What to do =
a) List every lab name that appears as a heading in the lab descriptions.
b) Reproduce the portion of the lab descriptions between "MSL develops algorithms" and "the real world.", inclusive.

Segment Start: Exercise passage

Autonomous Systems (ASL)
ASL is developing methodologies for the analysis, design, and control of autonomous systems, in particular self-driving cars, aerospace vehicles, and future mobility systems. The lab’s expertise in control theory, robotics, optimization, and machine learning guides us in developing new methods for operation in uncertain, rapidly changing, and potentially adversarial environments aimed at practical, computationally efficient, and provably correct algorithms for field deployment.
Biomechatronics
The Biomechatronics Lab develops wearable robotic devices to improve the efficiency, speed, and balance of walking and running, especially for people with disabilities. With a focus on speed and systematization of the design process, we develop versatile hardware prosthesis and exoskeleton emulators for human-in-the-loop optimization. We are researching topics such as human balance measurement, joint pain reduction, and novel actuation mechanisms for efficient exoskeletons.
Multi-Robot Systems (MSL)
MSL develops algorithms for collaboration, coordination, and competition among machine/human teams in unstructured natural environments, including operation in complex traffic understanding and signaling intent, in 3D flying races against human pilots at the edge of the dynamic envelope; and for large-scale drone aerial remote surveys. Building on optimization, control and game theory, and machine learning, we develop the essentials for robots entering the real world.
Navigation and Autonomous Vehicles (NAV)
The Navigation and Autonomous Vehicles (NAV) Lab conducts research on robust and secure positioning, navigation, and timing technologies. We focus on navigation safety, cyber security, and resilience to errors and uncertainties using machine learning, advanced signal processing, and formal verification methods. Our research has a wide range of applications, including manned and unmanned aerial vehicles, autonomous driving cars, as well as space robotics.

Segment End: Exercise passage
Segment Start: Excerpted records

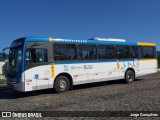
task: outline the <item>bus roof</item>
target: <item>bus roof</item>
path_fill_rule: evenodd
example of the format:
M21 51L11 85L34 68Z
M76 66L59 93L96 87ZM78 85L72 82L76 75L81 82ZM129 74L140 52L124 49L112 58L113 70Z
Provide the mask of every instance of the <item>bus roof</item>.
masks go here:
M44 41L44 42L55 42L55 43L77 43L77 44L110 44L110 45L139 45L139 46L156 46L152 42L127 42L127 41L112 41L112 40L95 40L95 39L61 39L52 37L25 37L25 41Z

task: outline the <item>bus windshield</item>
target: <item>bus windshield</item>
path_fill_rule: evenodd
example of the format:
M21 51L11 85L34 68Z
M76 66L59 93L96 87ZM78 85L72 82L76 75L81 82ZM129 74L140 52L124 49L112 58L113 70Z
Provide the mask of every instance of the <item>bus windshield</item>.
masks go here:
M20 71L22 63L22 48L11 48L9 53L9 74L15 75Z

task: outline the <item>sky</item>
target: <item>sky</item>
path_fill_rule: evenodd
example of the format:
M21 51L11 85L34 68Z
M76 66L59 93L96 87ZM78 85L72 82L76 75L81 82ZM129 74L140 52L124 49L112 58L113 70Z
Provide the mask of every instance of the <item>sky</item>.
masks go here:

Segment End: Excerpted records
Segment Start: Excerpted records

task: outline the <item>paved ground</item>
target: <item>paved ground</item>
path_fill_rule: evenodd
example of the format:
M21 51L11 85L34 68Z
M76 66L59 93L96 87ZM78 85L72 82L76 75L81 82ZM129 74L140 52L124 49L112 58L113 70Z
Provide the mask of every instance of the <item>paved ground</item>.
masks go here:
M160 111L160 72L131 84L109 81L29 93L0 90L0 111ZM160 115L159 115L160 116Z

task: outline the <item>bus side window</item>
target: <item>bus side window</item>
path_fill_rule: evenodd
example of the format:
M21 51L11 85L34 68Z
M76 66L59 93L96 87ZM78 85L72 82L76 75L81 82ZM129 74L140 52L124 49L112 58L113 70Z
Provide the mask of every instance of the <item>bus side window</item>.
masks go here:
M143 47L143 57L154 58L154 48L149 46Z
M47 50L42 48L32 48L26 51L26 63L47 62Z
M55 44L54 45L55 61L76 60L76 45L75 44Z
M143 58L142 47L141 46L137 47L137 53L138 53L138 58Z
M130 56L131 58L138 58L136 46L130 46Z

Segment End: Excerpted records

List of solutions =
a)
Autonomous Systems (ASL)
Biomechatronics
Multi-Robot Systems (MSL)
Navigation and Autonomous Vehicles (NAV)

b)
MSL develops algorithms for collaboration, coordination, and competition among machine/human teams in unstructured natural environments, including operation in complex traffic understanding and signaling intent, in 3D flying races against human pilots at the edge of the dynamic envelope; and for large-scale drone aerial remote surveys. Building on optimization, control and game theory, and machine learning, we develop the essentials for robots entering the real world.